Exercise brief: When you reach the line in the listing below that contains "Check that every instance of the doormat", begin returning lines exactly as written, and stop after the line that contains "column 179, row 196". Return no other lines.

:: Provided information

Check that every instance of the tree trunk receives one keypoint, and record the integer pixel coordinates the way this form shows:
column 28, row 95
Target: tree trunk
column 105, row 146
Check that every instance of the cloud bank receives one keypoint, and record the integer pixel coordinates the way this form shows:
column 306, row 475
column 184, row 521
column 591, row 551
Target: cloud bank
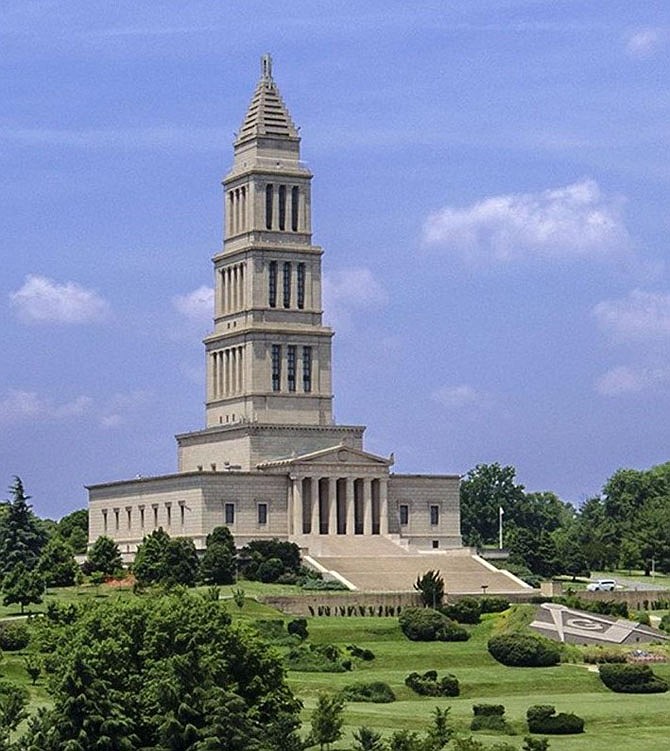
column 576, row 221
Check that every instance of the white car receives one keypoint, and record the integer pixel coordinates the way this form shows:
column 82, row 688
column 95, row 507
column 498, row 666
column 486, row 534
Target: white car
column 602, row 585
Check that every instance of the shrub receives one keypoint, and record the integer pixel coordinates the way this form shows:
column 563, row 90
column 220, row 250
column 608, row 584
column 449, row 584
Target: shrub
column 425, row 624
column 323, row 658
column 524, row 650
column 597, row 655
column 429, row 685
column 376, row 691
column 466, row 610
column 542, row 718
column 493, row 604
column 362, row 654
column 298, row 627
column 489, row 717
column 632, row 679
column 13, row 636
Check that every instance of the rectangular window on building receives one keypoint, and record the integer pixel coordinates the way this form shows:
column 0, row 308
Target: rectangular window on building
column 269, row 191
column 301, row 285
column 307, row 369
column 282, row 207
column 295, row 198
column 290, row 366
column 276, row 367
column 272, row 284
column 287, row 284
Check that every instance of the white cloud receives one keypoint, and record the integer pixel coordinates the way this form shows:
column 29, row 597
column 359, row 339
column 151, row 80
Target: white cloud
column 457, row 396
column 640, row 315
column 348, row 291
column 645, row 42
column 42, row 300
column 631, row 380
column 197, row 305
column 570, row 222
column 19, row 406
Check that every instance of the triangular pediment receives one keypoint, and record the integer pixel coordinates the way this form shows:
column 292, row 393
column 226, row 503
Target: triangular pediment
column 340, row 455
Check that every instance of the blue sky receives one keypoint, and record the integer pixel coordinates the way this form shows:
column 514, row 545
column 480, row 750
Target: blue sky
column 491, row 189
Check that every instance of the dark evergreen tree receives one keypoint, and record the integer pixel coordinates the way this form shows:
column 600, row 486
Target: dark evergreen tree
column 21, row 534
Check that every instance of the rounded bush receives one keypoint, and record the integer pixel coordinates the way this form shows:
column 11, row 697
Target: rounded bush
column 632, row 679
column 14, row 636
column 542, row 718
column 524, row 650
column 376, row 691
column 429, row 685
column 426, row 624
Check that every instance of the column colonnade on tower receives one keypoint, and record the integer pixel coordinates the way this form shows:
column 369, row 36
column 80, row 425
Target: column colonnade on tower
column 338, row 505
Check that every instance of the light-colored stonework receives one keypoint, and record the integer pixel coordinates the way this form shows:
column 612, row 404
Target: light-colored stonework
column 271, row 462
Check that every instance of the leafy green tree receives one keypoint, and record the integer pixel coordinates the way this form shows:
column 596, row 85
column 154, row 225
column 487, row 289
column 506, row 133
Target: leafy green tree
column 22, row 586
column 219, row 560
column 104, row 556
column 168, row 674
column 57, row 565
column 21, row 535
column 327, row 720
column 431, row 587
column 73, row 528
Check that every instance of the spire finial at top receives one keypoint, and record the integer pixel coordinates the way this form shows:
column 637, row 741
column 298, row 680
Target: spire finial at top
column 266, row 67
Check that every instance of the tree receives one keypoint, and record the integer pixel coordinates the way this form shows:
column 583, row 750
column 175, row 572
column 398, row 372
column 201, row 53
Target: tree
column 366, row 739
column 219, row 562
column 327, row 720
column 57, row 564
column 170, row 674
column 22, row 586
column 431, row 587
column 104, row 556
column 21, row 535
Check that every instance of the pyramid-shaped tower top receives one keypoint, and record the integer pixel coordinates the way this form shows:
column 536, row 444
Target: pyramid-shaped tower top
column 267, row 115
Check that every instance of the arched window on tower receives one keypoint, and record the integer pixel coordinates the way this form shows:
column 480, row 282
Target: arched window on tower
column 269, row 191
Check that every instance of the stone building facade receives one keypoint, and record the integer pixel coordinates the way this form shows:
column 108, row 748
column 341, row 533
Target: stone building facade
column 271, row 462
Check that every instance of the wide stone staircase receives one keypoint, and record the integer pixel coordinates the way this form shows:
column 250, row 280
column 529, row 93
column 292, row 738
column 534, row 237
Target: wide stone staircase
column 383, row 564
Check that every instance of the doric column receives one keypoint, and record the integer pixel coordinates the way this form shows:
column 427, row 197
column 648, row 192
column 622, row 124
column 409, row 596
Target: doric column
column 316, row 517
column 367, row 506
column 350, row 518
column 297, row 505
column 332, row 505
column 383, row 506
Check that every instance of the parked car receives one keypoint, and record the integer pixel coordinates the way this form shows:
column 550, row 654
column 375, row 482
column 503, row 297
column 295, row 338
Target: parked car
column 602, row 585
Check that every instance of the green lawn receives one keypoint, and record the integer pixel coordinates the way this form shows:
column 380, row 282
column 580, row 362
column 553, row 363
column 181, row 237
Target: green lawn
column 613, row 721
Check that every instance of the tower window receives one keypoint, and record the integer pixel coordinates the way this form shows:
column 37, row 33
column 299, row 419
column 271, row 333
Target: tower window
column 306, row 369
column 272, row 284
column 282, row 207
column 287, row 284
column 276, row 367
column 295, row 197
column 301, row 285
column 291, row 366
column 269, row 191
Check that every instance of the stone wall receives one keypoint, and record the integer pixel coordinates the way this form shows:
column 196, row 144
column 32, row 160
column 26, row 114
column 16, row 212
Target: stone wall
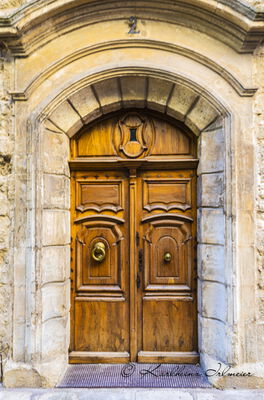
column 37, row 309
column 6, row 203
column 259, row 143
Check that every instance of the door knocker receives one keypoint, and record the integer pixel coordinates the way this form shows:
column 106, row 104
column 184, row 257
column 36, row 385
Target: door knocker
column 98, row 252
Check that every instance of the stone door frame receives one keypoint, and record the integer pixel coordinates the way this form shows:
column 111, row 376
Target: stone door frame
column 50, row 110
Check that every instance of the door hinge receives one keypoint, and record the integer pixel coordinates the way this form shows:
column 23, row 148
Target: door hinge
column 138, row 281
column 140, row 260
column 137, row 238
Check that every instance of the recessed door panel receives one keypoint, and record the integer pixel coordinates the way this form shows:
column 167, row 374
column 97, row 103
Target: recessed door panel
column 133, row 242
column 167, row 296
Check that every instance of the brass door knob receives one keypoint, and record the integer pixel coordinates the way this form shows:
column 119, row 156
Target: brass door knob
column 98, row 252
column 167, row 257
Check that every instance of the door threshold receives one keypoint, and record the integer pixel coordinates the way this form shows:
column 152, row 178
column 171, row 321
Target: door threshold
column 134, row 375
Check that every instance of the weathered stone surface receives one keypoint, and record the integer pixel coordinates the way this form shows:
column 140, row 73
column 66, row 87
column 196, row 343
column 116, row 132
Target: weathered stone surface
column 180, row 102
column 200, row 116
column 85, row 102
column 214, row 300
column 211, row 261
column 55, row 227
column 21, row 375
column 211, row 226
column 210, row 334
column 211, row 151
column 55, row 300
column 53, row 338
column 133, row 91
column 55, row 148
column 210, row 190
column 109, row 95
column 66, row 118
column 158, row 94
column 55, row 263
column 56, row 191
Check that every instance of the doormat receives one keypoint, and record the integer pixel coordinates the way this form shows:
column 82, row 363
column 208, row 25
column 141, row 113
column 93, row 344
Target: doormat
column 134, row 375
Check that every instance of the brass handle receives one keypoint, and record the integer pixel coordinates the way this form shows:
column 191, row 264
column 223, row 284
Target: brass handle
column 167, row 257
column 98, row 252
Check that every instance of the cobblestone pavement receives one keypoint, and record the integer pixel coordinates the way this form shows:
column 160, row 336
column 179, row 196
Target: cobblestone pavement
column 130, row 394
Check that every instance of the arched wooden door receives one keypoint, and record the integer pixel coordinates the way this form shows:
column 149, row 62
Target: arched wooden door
column 133, row 241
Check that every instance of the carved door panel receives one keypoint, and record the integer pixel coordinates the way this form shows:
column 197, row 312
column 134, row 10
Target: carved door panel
column 100, row 291
column 167, row 294
column 133, row 241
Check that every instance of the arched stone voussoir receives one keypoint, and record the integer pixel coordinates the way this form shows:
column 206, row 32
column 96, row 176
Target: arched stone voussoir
column 174, row 99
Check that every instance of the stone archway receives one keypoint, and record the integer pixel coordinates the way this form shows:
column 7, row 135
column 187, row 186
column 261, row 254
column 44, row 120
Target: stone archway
column 201, row 87
column 60, row 123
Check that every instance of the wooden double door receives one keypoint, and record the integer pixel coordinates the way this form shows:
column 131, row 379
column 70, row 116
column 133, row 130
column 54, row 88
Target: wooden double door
column 133, row 265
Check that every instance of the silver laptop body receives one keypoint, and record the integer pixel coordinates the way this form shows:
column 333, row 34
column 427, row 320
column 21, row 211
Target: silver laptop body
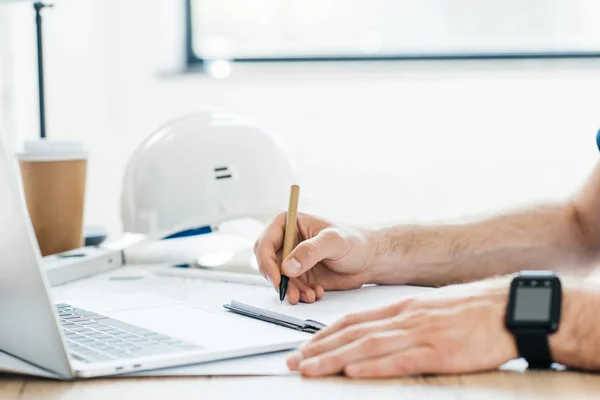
column 72, row 342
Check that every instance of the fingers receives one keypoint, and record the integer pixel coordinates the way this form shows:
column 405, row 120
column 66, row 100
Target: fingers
column 355, row 333
column 266, row 248
column 414, row 361
column 307, row 294
column 362, row 317
column 375, row 345
column 327, row 244
column 293, row 294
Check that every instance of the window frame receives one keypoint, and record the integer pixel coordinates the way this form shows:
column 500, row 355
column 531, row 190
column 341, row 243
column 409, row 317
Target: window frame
column 198, row 63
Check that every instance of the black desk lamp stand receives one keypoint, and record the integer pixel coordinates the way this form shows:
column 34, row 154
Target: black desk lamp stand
column 39, row 6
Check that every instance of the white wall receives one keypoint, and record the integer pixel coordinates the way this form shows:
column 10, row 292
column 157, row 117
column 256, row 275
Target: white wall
column 374, row 142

::::

Result of the exercise:
Check that every instance of the doormat receives one keypoint, and record the integer pixel coordinates the way this form shows:
column 82, row 363
column 208, row 25
column 141, row 113
column 93, row 344
Target: doormat
column 134, row 375
Check that every instance of the brass handle receives one keypoint, and record the integer pixel coordinates the way this form shows:
column 191, row 264
column 223, row 284
Target: brass handle
column 167, row 257
column 98, row 252
Check that every instance of the cobblestone pavement receives one keypoint, and record the integer pixel coordinates the way this form shows:
column 160, row 336
column 179, row 196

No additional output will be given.